┌──
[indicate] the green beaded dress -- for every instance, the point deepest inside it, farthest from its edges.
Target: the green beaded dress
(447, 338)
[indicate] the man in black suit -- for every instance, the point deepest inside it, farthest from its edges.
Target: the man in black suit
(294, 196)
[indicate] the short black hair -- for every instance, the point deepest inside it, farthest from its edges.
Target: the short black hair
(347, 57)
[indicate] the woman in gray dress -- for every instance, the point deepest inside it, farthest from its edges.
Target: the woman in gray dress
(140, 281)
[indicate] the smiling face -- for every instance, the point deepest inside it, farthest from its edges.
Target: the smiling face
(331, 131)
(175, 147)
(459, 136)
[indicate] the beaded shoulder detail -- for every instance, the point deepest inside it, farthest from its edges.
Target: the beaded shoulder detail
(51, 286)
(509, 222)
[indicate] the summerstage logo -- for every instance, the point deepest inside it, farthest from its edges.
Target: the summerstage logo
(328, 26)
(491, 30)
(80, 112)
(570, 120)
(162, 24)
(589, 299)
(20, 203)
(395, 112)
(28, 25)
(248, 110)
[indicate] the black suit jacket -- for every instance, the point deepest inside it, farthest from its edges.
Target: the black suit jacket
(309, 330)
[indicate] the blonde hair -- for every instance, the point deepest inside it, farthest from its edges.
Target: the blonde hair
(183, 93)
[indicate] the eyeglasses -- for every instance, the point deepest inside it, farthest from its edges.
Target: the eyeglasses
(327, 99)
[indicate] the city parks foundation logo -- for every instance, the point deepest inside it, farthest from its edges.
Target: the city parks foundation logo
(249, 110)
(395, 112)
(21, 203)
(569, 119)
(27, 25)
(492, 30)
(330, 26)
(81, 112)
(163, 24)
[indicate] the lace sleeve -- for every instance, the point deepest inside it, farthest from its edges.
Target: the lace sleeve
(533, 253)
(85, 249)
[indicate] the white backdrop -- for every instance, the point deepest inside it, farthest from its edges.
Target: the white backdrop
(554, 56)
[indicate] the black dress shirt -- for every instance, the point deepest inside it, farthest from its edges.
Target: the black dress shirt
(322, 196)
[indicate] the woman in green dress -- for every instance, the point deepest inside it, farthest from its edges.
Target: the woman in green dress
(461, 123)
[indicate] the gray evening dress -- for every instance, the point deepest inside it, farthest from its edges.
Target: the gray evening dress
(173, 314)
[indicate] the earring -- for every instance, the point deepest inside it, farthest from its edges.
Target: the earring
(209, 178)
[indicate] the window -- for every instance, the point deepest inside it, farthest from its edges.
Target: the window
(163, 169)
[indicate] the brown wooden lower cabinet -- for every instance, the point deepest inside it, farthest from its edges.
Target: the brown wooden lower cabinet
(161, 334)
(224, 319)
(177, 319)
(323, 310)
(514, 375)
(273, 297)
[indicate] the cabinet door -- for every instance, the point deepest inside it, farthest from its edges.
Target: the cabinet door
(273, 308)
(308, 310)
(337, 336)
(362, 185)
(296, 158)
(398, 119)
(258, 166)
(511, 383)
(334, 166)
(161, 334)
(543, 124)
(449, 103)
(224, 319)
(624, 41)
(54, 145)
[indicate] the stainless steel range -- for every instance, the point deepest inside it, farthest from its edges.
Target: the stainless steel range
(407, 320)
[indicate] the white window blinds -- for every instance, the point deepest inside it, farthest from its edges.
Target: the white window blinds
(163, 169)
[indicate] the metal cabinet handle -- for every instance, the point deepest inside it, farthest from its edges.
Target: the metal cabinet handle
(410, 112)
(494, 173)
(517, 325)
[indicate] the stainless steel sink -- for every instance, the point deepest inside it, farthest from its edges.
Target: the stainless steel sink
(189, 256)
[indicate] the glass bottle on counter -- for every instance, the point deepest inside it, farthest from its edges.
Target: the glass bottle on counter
└──
:: Your instructions ::
Down to the last line, retype the entries above exactly.

:: Expected answer ::
[indicate] the green beaded dress -- for every instance, the point deepest inside it, farthest from its edges.
Target: the green beaded dress
(447, 338)
[indicate] the man in black suit -- for every instance, the point deepest inside it, farthest from its edges.
Target: the man in black suit
(294, 196)
[indicate] the short black hair -- for every instance, the point deepest inside it, farthest from its edges.
Target: the short black hair
(347, 57)
[indicate] the woman in gray dress -- for every instance, the point deepest inside it, farthest from its edges.
Target: the woman in gray dress
(140, 281)
[indicate] the smiling face -- for every instance, the point deepest inside it, farthest from its edges.
Target: the smiling face
(331, 131)
(175, 147)
(459, 136)
[indicate] the beaded shoulder detail -- for every instance, the point deepest inside it, farthest from its edges.
Target: the beaded shoulder detail
(51, 286)
(509, 222)
[indicate] the summerstage logo -- for every instance, the point deepest inside it, farthest from its edges.
Target: the summerstage logo
(328, 26)
(491, 30)
(80, 112)
(570, 120)
(162, 24)
(589, 299)
(20, 203)
(395, 112)
(28, 25)
(248, 110)
[indicate] the black suit jacket -- for every instance, the point deepest inside it, farthest from its edges.
Target: the black suit jacket
(309, 330)
[indicate] the blonde hair -- for every instance, the point deepest inside it, farthest from its edges.
Target: the blonde hair
(183, 93)
[indicate] the eyeglasses -- for every instance, the point deepest inside it, farthest from its edges.
Target: the eyeglasses
(327, 99)
[indicate] the city parks foundation logo -- for every instance, the point deepest inside it, farthest from its edges.
Target: the city parks foundation logo
(249, 110)
(395, 112)
(21, 203)
(569, 119)
(27, 25)
(492, 30)
(330, 26)
(81, 112)
(163, 24)
[indicate] the lace sleeve -- for every instance, the point deepest inside it, farthest from its edges.
Target: the lace sleeve
(533, 253)
(85, 249)
[indicate] the white backdrop -- for every instance, the point deepest inside it, farthest from its edges.
Target: the white backdrop
(554, 56)
[indicate] the black dress shirt -- for every instance, the point deepest inside it, farthest from its edges.
Target: the black dress shirt
(322, 196)
[indicate] the woman in green dress -- for every instance, the point deepest inside it, farthest from its edges.
Target: the woman in green dress
(461, 123)
[indicate] the gray evening dress -- for every instance, the point deepest inside it, farthest from its edges.
Target: the gray evening dress
(173, 314)
[indicate] the earring -- for every instance, the point deepest inside it, farthest from its edges.
Target: the earring
(209, 178)
[indicate] the window -- for every instance, the point deepest inside it, farthest from its edges.
Target: the window
(163, 169)
[indicate] the brown wooden lower cabinet -- for every instance, the point deepest inside it, farthest from its edges.
Target: the brown wooden lower cabinet
(161, 334)
(224, 319)
(177, 319)
(323, 310)
(514, 375)
(273, 297)
[indicate] the cabinet door -- for every instance, the point deepest inside it, farthest from its edges.
Target: the cabinet door
(273, 308)
(308, 310)
(337, 336)
(362, 185)
(296, 158)
(398, 119)
(258, 166)
(511, 383)
(334, 166)
(161, 334)
(543, 124)
(449, 103)
(224, 319)
(624, 41)
(54, 145)
[indicate] the stainless steel range -- for every instance, the point deepest inside it, farthest from its edges.
Target: the stainless steel range
(407, 320)
[indicate] the white window blinds -- for every instance, the point deepest inside it, farthest from its edges.
Target: the white window blinds
(163, 169)
[indicate] the metal cabinet handle -- for every instance, the point deepest inside it, farthest from its edges.
Target: the metal cabinet handle
(410, 112)
(494, 173)
(517, 325)
[indicate] the stainless steel sink -- for every instance, the point deepest inside it, farthest from its edges.
Target: the stainless steel sink
(189, 256)
[indicate] the glass bottle on counter -- for every instance, the point deepest inside it, farthest from its edges.
Target: the glass bottle on counter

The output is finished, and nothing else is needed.